- [STATED EXERCISE]: Output every entry exactly as written, skipping any pictures.

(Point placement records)
---------------

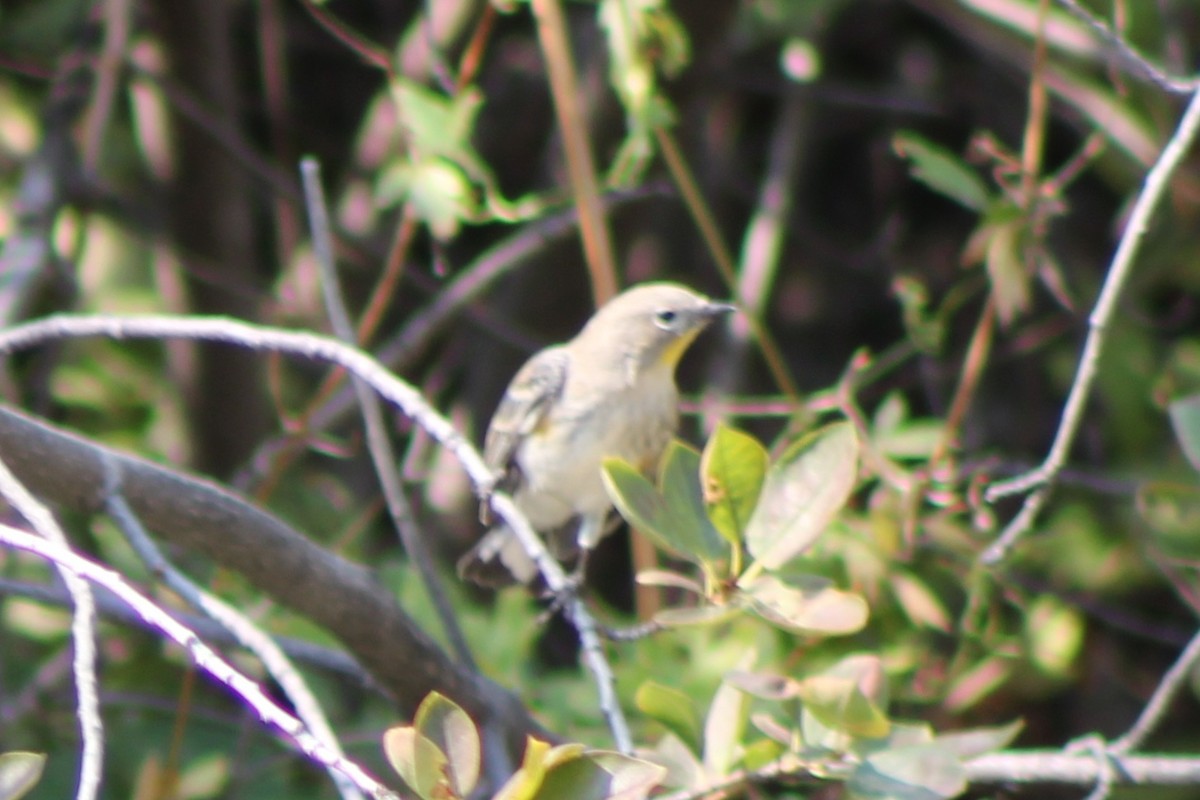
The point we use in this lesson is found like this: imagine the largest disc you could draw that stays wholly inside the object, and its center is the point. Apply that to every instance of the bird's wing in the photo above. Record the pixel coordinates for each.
(529, 397)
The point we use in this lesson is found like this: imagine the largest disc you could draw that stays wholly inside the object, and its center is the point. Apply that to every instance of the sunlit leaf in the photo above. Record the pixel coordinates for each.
(435, 124)
(1186, 421)
(455, 734)
(942, 170)
(525, 783)
(672, 708)
(765, 685)
(915, 773)
(675, 517)
(639, 503)
(732, 471)
(684, 770)
(1006, 266)
(1055, 632)
(977, 741)
(803, 493)
(807, 605)
(1173, 512)
(418, 761)
(918, 602)
(19, 773)
(669, 579)
(851, 696)
(600, 775)
(725, 725)
(977, 683)
(695, 615)
(687, 518)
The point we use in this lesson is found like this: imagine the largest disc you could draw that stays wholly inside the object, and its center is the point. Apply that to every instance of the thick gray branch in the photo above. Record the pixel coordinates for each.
(204, 517)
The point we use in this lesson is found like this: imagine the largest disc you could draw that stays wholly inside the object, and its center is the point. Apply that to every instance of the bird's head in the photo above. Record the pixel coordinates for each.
(651, 325)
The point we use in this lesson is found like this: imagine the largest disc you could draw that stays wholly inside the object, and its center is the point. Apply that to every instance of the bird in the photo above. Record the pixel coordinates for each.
(607, 392)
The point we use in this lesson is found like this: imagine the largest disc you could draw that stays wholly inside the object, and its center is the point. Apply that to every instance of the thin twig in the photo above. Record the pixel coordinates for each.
(383, 455)
(310, 654)
(580, 164)
(246, 633)
(393, 389)
(1175, 679)
(203, 655)
(1128, 54)
(83, 633)
(424, 326)
(108, 72)
(1042, 477)
(711, 232)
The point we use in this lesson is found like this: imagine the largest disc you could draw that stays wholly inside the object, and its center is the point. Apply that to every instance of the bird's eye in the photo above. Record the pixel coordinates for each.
(665, 317)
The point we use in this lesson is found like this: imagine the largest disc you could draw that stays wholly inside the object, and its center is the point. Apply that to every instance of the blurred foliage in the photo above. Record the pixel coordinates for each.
(826, 612)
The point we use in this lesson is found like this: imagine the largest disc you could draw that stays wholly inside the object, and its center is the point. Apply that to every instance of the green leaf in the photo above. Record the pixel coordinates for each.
(675, 518)
(695, 615)
(1055, 633)
(1006, 268)
(672, 708)
(684, 770)
(438, 756)
(418, 761)
(1186, 420)
(19, 773)
(1173, 512)
(850, 697)
(600, 775)
(732, 471)
(725, 725)
(525, 783)
(941, 170)
(455, 734)
(765, 685)
(918, 602)
(977, 741)
(807, 605)
(803, 493)
(977, 683)
(688, 522)
(915, 773)
(639, 503)
(435, 124)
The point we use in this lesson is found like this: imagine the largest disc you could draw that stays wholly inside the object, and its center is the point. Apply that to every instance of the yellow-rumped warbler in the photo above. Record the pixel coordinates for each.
(610, 391)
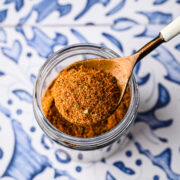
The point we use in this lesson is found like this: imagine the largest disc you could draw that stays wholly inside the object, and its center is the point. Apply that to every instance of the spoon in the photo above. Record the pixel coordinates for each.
(122, 67)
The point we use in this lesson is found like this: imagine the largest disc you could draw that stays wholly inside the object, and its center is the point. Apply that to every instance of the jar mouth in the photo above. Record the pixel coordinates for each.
(72, 141)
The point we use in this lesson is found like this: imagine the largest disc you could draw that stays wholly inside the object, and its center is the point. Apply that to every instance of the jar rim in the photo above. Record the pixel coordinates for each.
(77, 142)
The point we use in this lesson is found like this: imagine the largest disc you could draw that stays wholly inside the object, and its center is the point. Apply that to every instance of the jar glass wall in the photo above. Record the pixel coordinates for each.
(93, 148)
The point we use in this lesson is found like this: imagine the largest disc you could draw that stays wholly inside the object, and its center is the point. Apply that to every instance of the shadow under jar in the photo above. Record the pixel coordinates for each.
(83, 149)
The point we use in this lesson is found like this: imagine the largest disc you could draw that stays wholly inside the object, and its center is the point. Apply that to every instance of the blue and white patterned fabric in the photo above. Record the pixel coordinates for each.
(30, 31)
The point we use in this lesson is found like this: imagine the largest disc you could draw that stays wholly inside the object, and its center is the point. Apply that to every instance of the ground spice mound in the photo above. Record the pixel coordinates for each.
(85, 95)
(84, 131)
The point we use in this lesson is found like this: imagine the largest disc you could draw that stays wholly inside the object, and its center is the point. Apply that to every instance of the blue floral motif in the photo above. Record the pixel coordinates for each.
(42, 43)
(43, 11)
(109, 176)
(62, 156)
(117, 8)
(22, 95)
(14, 52)
(120, 165)
(162, 160)
(149, 116)
(32, 78)
(123, 24)
(3, 15)
(24, 35)
(18, 3)
(115, 41)
(2, 35)
(172, 66)
(177, 47)
(157, 17)
(5, 111)
(89, 5)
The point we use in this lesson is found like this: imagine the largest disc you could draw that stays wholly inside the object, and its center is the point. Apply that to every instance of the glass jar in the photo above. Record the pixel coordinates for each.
(84, 149)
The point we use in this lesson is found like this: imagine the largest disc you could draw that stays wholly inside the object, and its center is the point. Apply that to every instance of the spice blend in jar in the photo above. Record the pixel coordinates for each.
(80, 101)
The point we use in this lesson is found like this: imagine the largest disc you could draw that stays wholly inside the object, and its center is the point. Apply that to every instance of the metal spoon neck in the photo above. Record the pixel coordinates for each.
(146, 49)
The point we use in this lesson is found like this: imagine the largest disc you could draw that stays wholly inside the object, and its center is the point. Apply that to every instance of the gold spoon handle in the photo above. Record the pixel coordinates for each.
(146, 49)
(170, 31)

---------------

- [OUTPUT OF THE TASK]:
The point we use in this lesson is found like this: imagine the largest disc you could draw that stays wholly inside the object, and its center is the point. Apply that to every instance of the bird's wing in the photo above. Record the pixel coordinates for each.
(529, 397)
The point we use in this lesson is found like this: imagine the largest disc you could draw that stays wholly inside the object, and its center is the point. Apply that to every instance of the sunlit leaf in the photo above. Record the pixel coordinates for each.
(435, 124)
(1186, 421)
(455, 734)
(942, 170)
(525, 783)
(672, 708)
(765, 685)
(915, 773)
(675, 517)
(639, 503)
(732, 471)
(684, 770)
(1006, 266)
(1055, 632)
(977, 741)
(803, 493)
(807, 605)
(1173, 512)
(418, 761)
(918, 602)
(19, 773)
(669, 579)
(851, 696)
(600, 775)
(725, 725)
(977, 683)
(695, 615)
(687, 518)
The point we use in this lesson is found like this: imagine the largest disc you could draw that stays wholly inside the object, and its center is the point. Apply that to every instance of the thick gray branch in the photo above. Record the pixel coordinates for each.
(204, 517)
The point we use in this lesson is found like this: imagine the largest disc you could draw that stays wholly inside the object, and its center is the point. Apply that to every instance of the bird's head in the photo above. Record the pixel coordinates for each.
(651, 325)
The point we use in this lesson is found like this: imagine the largest disc you could draw that stays wholly inside the object, and its center is the point. Apply that to every instance of the bird in the photo above. Record the pixel coordinates for each.
(607, 392)
The point we use in this lesson is found like this: imagine the largest disc you could draw that stays wholly inside the object, and its center is the point. Apply that to every instance of the thin twig in the photo above. Record the pixel coordinates for each.
(383, 455)
(310, 654)
(580, 164)
(246, 633)
(393, 389)
(1175, 679)
(203, 655)
(1128, 54)
(83, 633)
(424, 326)
(108, 72)
(1042, 477)
(711, 232)
The point we use in this lesson is found like this: imagine the largest disc you could draw that stays wholly inside the object, and its center is the point. Apply that to every instance of the bird's eye in the photo above. Record the pixel coordinates for each.
(665, 317)
The point we use in this lesson is found like this: imagine the largest disc you could draw that stays wholly inside the object, and its center is the point. Apply that to every instance of the blurred foliage in the photo above. Record the pixel coordinates for each.
(826, 612)
The point we use in this lesson is found like this: imagine the largest disc you could draw that stays wholly inside the object, and its center is the point. Apply that to every instance of the green leaf in the photo above. Record the pixel coordinates for each.
(675, 518)
(695, 615)
(1055, 633)
(1006, 268)
(672, 708)
(684, 770)
(438, 756)
(418, 761)
(1186, 420)
(19, 773)
(1173, 512)
(850, 697)
(600, 775)
(732, 471)
(725, 725)
(525, 783)
(941, 170)
(455, 734)
(765, 685)
(918, 602)
(977, 741)
(807, 605)
(803, 493)
(977, 683)
(688, 522)
(915, 773)
(639, 503)
(435, 124)
The point we use in this lesson is found like this: imagine the largest disc you could draw that stays wholly inside the object, and its center is the point. Apply that to every instance of the yellow-rumped warbler in the photo above. Record the pixel coordinates for each.
(610, 391)
The point we use in this lesson is found like this: imagine the largest disc you could draw that stays wholly inside the object, and its center is the point. Apply that to every instance of the spoon in the photo above. Record the pixel coordinates for each.
(122, 67)
The point we use in this lesson is found like this: imagine the largest disc you could draw that stays wholly inside the object, and its center is the point. Apply that to every instance of the jar mouth in the photo above. Record the pixel coordinates for each.
(72, 141)
The point we use in this lesson is found like this: imagine the largest disc you could draw that stays wholly inside the object, and its center is the point. Apply that to every instance of the jar rim in the photo above. Record the pixel coordinates for each.
(77, 142)
The point we use in this lesson is found like this: imagine the largest disc you could draw that stays wholly inside the object, and its center is the point. Apply that to every instance of the jar glass wall in the photo above. Record the pixel coordinates for each.
(93, 148)
The point we use in this lesson is found like this: imagine the largest disc you could draw that stays wholly inside the object, and its center is the point. Apply that to every instance of the shadow under jar in the photo above. Record the pixel coordinates for each.
(83, 149)
The point we use in this lesson is found like this: imagine the largest disc you could draw that stays wholly inside the object, and its center is the point. Apply that to every instance of the blue and white patterned fabric in the photo above. Record the pixel coordinates for each.
(30, 31)
The point we use in this lesson is found like this: imagine the largest disc you could draw that stays wholly inside the object, and its center is the point. Apply that to every instance of the ground spice mound in the photo above. Record the pixel coordinates for each.
(85, 95)
(84, 131)
The point we use in this lesson is found like this: imagine the largest disc you could draw that stays wholly inside the object, and its center is the point. Apply that to every instance of the blue floral motif in the photo above. Record the pixel coordinates for each.
(42, 43)
(43, 11)
(109, 176)
(62, 156)
(117, 8)
(22, 95)
(14, 52)
(120, 165)
(162, 160)
(149, 116)
(32, 78)
(123, 24)
(3, 15)
(24, 35)
(18, 3)
(115, 41)
(2, 35)
(172, 66)
(177, 47)
(157, 17)
(5, 111)
(89, 5)
The point we use in this lesson is found like this: imagine the largest disc you could draw that stays wholly inside the object, and its center is the point. Apply that to every instance of the glass jar in the photo above. Record the pixel coordinates for each.
(84, 149)
The point we use in this lesson is found like this: imagine the largest disc you could draw that stays wholly inside the object, and its center is the point. Apply that to every instance of the spice blend in jar in the photo above. Record the pixel coordinates for each.
(80, 101)
The point we use in this lesson is found like this: imagine the largest disc you could draw that stays wholly inside the object, and its center is the point. Apply that to every instance of the metal spoon neck in the photo above. Record the pixel coordinates for each.
(146, 49)
The point we use in this lesson is found like this: imagine the largest disc you could draw that stays wholly inside the object, and its center is the point. Apply that to every instance of the gold spoon handle in the photo above. Record the pixel coordinates for each.
(146, 49)
(170, 31)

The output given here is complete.